Regulatory compliance tech vendor eflow Global is working with Portfolio Bi, a developer of investment management software and services, to help managers meet regulator and investor requirements.
By working together, they offer automated end-to-end deal and compliance solutions to help bolster efficiency within trading compliance and regulatory oversight.
Regulatory pressures in the financial market are continuing to increase. As regulators get tougher with non-compliance and markets retain their volatility, managers are looking to adopt new ways of managing data, front and back-office workflows and compliance and consumer protection. To cope with these pressures, firms are turning to technology.
Another boon for the adoption of technology comes with a desire by firms to reduce costs and streamline operations. Manual and resource-intensive approaches to compliance and operations are becoming a thing of the past. Not only can technology reduce costs and improve efficiency, but it can also bolster consumer protection and market integrity.
This need for technology in wealth management served as a basis for eflow and Portfolio BI’s partnership.
Speaking on the partnership, Portfolio BI managing director and chief product officer Sumit Mahajan said, “The team at Portfolio BI have dissected the continuous and growing burden of requirements managers face and, alongside eflow, can implement a seamless universal solution that genuinely supports managers.”
Mahajan added that Portfolio BI has created market-leading order management systems and property management systems that offer market-leading execution of transactions and their secure management. Its technology can optimise operations by identifying new cost-saving paths.

[Work to do]:
1 - In the passage about the eflow and Portfolio BI partnership, what titles does Sumit Mahajan hold at Portfolio BI?
2 - Update the partnership passage, starting at "Another boon for" and ending at "Portfolio BI’s partnership.", so that "expenses" appears in place of "costs".

[Excerpted data]:
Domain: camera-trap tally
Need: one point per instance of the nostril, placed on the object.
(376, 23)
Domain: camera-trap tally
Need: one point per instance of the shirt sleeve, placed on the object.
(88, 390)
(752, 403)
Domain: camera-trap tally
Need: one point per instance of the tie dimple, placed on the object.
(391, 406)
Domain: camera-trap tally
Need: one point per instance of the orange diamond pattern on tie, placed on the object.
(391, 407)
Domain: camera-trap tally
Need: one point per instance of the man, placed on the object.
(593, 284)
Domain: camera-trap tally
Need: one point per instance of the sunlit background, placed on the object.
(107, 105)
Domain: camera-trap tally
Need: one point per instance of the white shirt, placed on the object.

[Responses by task]:
1 - Managing director and chief product officer

2 -
Another boon for the adoption of technology comes with a desire by firms to reduce expenses and streamline operations. Manual and resource-intensive approaches to compliance and operations are becoming a thing of the past. Not only can technology reduce expenses and improve efficiency, but it can also bolster consumer protection and market integrity.
This need for technology in wealth management served as a basis for eflow and Portfolio BI’s partnership.